In Kultur betreibt und bewältigt der Mensch nach diesem Verständnis nichts anderes als seine Mangel-Natur. Es steckt also ein Stück Angst im Feiertagslob auf Kulturleistungen. Das sollten wir nicht vergessen. Es redet sozusagen der Zwerg und nicht der Riese, wenn von Kultur die Rede ist.

Kultur ist Betrug an den Göttern und zugleich ein Stück Überwindung der eigenen Natur des Menschen durch den Menschen, ein ewig schuldbelasteter Fortschrittsdrang. Eine stets sprudelnde Quelle der Geschichte des Kulturbegriffs ist die dichotomische Gegenüberstellung von Kultur und Natur. Das Begriffspaar Kultur – Natur gehört zu den großen dichotomischen Konstrukten der Philosophie; so wie Leib-Seele, Körper-Geist und Gott-Welt. Alle drei sind sozusagen Begriffspaare mit Soll-Bruchstelle und einem Rettungsversprechen, dass Unterwerfung fordert, des Leibes unter die Seele, des Körpers unter den Geist, der Welt und des Menschen unter Gott und der Natur unter die Kultur.

Letztlich Unabgrenzbar - Kultur und Natur


Nun stellt sich allerdings heraus: Je mehr auf Kulturvorstellungen insistiert wird, um so weniger abgrenzbar erweist sich Kultur gegenüber Natur. Was ist menschliche Tat, was widerfährt bloß, was gehört zum Gegebenem, was zum Plan, wie viel von beidem steckt schließlich im Arbeitsergebnis? Ursprünglich dachte man an Landwirtschaft. Was an der Ernte ist kultivierende Tätigkeit, was bloß kultiviertes Wachstum der Pflanze selbst?

Wenn Kultur Befreiung vom eigenen Mangel ist, ist natürlich zu fragen, ob der Mangel wirklich aus der Natur zum Menschen kommt oder nicht vielmehr vom Mitmenschen. Denn Kultur ist offenbar nicht nur Medium von Selbstgestaltung, sondern auch von Fremdbestimmung.

Vorstellung des Übergangs des Menschen und der Menschheit insgesamt von einem Natur- in einen Kulturzustand prägen den Begriff Kultur, sei es durch die Entwicklung eines Volkes, das seine vermeintlichen historischen Möglichkeiten entfaltet, sei es durch der Entwicklung eines einzelnen Menschen, der seine Talente entfaltet, sei es von Teilbereichen des Zusammenlebens wie der Moral, der Kunst, der Sitten und Gebräuche, der Umgangsformen in einer Gesellschaft. Man sieht, wie versucht wird, von Mangelvorstellungen wegzukommen und an deren Stelle die Vorstellung von Möglichkeiten zu stellen, die sich entfalten lassen. Es ist nicht das selbe, von etwas zu sagen, es sei ein Wesen voller Mängel oder zu sagen, es sei ein Wesen voller Talente.

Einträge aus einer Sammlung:
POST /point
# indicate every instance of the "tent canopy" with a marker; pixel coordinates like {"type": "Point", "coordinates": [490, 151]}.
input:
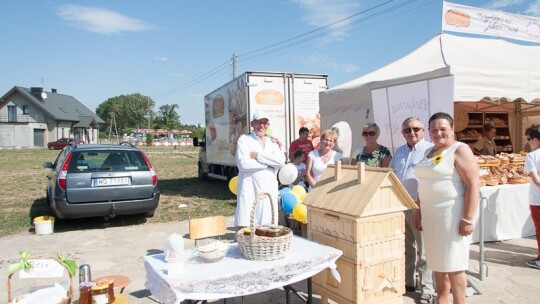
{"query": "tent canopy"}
{"type": "Point", "coordinates": [483, 69]}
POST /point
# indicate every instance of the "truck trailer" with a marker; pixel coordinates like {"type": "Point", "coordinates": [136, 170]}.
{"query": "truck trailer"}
{"type": "Point", "coordinates": [290, 99]}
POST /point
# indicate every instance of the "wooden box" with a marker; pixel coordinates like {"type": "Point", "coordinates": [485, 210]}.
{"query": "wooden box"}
{"type": "Point", "coordinates": [359, 210]}
{"type": "Point", "coordinates": [381, 282]}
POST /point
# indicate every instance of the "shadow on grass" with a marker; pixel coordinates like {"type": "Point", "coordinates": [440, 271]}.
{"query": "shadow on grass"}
{"type": "Point", "coordinates": [194, 187]}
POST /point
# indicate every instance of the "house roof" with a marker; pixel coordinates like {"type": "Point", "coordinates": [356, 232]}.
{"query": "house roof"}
{"type": "Point", "coordinates": [59, 106]}
{"type": "Point", "coordinates": [346, 196]}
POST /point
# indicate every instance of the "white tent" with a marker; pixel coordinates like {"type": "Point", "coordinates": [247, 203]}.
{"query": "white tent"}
{"type": "Point", "coordinates": [482, 69]}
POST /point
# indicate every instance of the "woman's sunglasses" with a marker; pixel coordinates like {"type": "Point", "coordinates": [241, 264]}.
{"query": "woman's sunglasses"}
{"type": "Point", "coordinates": [370, 133]}
{"type": "Point", "coordinates": [409, 130]}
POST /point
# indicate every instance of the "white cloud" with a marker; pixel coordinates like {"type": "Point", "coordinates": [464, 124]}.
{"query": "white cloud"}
{"type": "Point", "coordinates": [501, 4]}
{"type": "Point", "coordinates": [319, 13]}
{"type": "Point", "coordinates": [99, 20]}
{"type": "Point", "coordinates": [533, 9]}
{"type": "Point", "coordinates": [325, 61]}
{"type": "Point", "coordinates": [161, 58]}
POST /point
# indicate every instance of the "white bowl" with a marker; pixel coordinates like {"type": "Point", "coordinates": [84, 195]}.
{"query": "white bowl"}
{"type": "Point", "coordinates": [213, 252]}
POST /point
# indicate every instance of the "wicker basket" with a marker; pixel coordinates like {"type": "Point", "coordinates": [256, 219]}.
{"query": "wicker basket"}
{"type": "Point", "coordinates": [70, 290]}
{"type": "Point", "coordinates": [264, 248]}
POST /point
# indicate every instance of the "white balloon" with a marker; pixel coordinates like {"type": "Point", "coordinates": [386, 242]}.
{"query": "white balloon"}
{"type": "Point", "coordinates": [287, 174]}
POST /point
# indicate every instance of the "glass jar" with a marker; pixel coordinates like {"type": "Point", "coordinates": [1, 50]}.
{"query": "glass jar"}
{"type": "Point", "coordinates": [109, 282]}
{"type": "Point", "coordinates": [85, 292]}
{"type": "Point", "coordinates": [100, 294]}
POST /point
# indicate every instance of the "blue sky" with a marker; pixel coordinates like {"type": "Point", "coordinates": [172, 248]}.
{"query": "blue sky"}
{"type": "Point", "coordinates": [177, 51]}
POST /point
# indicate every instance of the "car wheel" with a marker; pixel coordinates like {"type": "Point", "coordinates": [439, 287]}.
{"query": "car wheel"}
{"type": "Point", "coordinates": [50, 202]}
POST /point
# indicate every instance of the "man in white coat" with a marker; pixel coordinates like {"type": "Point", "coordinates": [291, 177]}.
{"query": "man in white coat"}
{"type": "Point", "coordinates": [258, 157]}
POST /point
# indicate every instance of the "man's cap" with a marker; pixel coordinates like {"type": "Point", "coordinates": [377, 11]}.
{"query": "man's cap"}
{"type": "Point", "coordinates": [258, 115]}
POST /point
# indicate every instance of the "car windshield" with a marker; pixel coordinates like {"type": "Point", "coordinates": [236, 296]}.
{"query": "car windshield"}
{"type": "Point", "coordinates": [107, 160]}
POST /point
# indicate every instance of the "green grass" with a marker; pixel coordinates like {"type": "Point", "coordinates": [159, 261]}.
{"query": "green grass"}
{"type": "Point", "coordinates": [24, 181]}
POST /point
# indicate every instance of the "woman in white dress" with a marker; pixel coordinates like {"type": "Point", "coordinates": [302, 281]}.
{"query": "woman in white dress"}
{"type": "Point", "coordinates": [319, 159]}
{"type": "Point", "coordinates": [448, 189]}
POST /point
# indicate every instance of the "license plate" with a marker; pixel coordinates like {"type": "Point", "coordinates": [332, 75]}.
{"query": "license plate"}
{"type": "Point", "coordinates": [111, 181]}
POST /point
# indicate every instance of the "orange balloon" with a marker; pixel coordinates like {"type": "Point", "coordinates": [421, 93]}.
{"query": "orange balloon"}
{"type": "Point", "coordinates": [300, 213]}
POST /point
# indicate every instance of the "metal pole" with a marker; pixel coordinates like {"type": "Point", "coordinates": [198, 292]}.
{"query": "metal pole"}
{"type": "Point", "coordinates": [483, 206]}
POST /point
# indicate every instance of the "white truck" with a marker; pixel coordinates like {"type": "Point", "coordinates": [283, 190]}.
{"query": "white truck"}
{"type": "Point", "coordinates": [290, 99]}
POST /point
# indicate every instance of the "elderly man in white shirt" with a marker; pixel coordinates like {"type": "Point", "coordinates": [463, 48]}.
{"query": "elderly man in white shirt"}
{"type": "Point", "coordinates": [403, 163]}
{"type": "Point", "coordinates": [258, 157]}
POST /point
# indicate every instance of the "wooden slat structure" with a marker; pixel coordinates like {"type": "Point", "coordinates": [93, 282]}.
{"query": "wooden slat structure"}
{"type": "Point", "coordinates": [359, 210]}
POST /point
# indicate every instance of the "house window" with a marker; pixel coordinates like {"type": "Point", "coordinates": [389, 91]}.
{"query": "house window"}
{"type": "Point", "coordinates": [12, 114]}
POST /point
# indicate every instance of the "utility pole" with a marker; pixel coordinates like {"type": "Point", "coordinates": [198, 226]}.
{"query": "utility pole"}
{"type": "Point", "coordinates": [234, 65]}
{"type": "Point", "coordinates": [149, 113]}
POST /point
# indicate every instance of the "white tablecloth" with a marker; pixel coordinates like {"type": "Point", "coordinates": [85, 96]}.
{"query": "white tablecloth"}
{"type": "Point", "coordinates": [506, 214]}
{"type": "Point", "coordinates": [235, 276]}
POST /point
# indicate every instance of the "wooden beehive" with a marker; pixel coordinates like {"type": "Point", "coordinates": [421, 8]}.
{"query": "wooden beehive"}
{"type": "Point", "coordinates": [359, 210]}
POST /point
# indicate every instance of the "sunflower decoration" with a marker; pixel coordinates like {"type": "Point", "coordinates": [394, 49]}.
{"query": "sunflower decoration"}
{"type": "Point", "coordinates": [437, 159]}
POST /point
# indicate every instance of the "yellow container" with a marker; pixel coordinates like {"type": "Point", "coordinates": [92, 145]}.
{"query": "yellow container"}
{"type": "Point", "coordinates": [44, 224]}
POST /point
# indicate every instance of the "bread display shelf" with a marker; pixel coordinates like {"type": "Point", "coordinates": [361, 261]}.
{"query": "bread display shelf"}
{"type": "Point", "coordinates": [495, 165]}
{"type": "Point", "coordinates": [473, 130]}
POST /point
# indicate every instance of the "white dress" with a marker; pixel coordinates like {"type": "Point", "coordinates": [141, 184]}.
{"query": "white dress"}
{"type": "Point", "coordinates": [441, 192]}
{"type": "Point", "coordinates": [256, 176]}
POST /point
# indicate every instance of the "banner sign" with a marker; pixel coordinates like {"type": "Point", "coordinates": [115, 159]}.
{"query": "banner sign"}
{"type": "Point", "coordinates": [481, 21]}
{"type": "Point", "coordinates": [392, 105]}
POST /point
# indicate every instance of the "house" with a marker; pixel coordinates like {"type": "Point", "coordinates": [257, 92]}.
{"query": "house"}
{"type": "Point", "coordinates": [359, 210]}
{"type": "Point", "coordinates": [33, 117]}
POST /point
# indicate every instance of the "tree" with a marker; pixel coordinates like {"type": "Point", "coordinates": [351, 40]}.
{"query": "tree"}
{"type": "Point", "coordinates": [129, 111]}
{"type": "Point", "coordinates": [167, 117]}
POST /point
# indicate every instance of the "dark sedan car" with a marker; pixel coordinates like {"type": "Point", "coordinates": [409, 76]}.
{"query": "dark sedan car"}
{"type": "Point", "coordinates": [101, 180]}
{"type": "Point", "coordinates": [62, 142]}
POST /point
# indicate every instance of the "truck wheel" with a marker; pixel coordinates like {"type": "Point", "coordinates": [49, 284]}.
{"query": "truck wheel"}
{"type": "Point", "coordinates": [202, 176]}
{"type": "Point", "coordinates": [232, 173]}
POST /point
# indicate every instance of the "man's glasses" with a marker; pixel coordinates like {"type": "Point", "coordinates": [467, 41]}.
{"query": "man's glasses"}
{"type": "Point", "coordinates": [409, 130]}
{"type": "Point", "coordinates": [370, 133]}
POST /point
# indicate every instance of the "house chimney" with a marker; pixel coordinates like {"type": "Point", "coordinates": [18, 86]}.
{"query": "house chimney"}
{"type": "Point", "coordinates": [38, 92]}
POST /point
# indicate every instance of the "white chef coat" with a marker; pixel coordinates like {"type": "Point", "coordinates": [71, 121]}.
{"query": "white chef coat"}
{"type": "Point", "coordinates": [256, 176]}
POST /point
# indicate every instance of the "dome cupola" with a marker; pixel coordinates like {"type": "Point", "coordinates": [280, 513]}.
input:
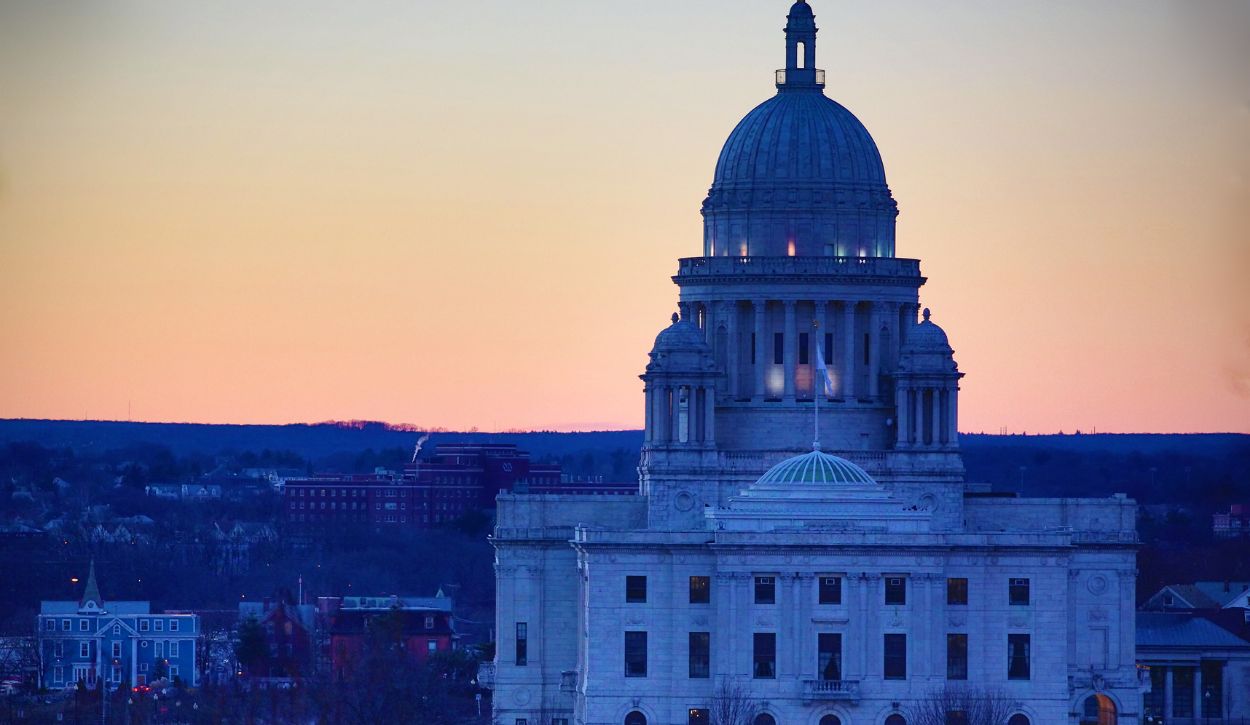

Anweisung A:
Gib den Abschnitt aus dem Text über Kultur und Natur wortgetreu wieder, von „Vorstellung des Übergangs“ bis einschließlich „Wesen voller Talente.“.
Anweisung B:
Führe jede Zeile der Einträge unverändert auf, in der die Zeichenfolge „coat“ vorkommt. Groß- und Kleinschreibung ist dabei zu beachten.

Antwort A:
Vorstellung des Übergangs des Menschen und der Menschheit insgesamt von einem Natur- in einen Kulturzustand prägen den Begriff Kultur, sei es durch die Entwicklung eines Volkes, das seine vermeintlichen historischen Möglichkeiten entfaltet, sei es durch der Entwicklung eines einzelnen Menschen, der seine Talente entfaltet, sei es von Teilbereichen des Zusammenlebens wie der Moral, der Kunst, der Sitten und Gebräuche, der Umgangsformen in einer Gesellschaft. Man sieht, wie versucht wird, von Mangelvorstellungen wegzukommen und an deren Stelle die Vorstellung von Möglichkeiten zu stellen, die sich entfalten lassen. Es ist nicht das selbe, von etwas zu sagen, es sei ein Wesen voller Mängel oder zu sagen, es sei ein Wesen voller Talente.

Antwort B:
# indicate every instance of the "man in white coat" with a marker; pixel coordinates like {"type": "Point", "coordinates": [291, 177]}.
{"query": "man in white coat"}
# indicate every instance of the "white chef coat" with a marker; pixel coordinates like {"type": "Point", "coordinates": [71, 121]}.
{"query": "white chef coat"}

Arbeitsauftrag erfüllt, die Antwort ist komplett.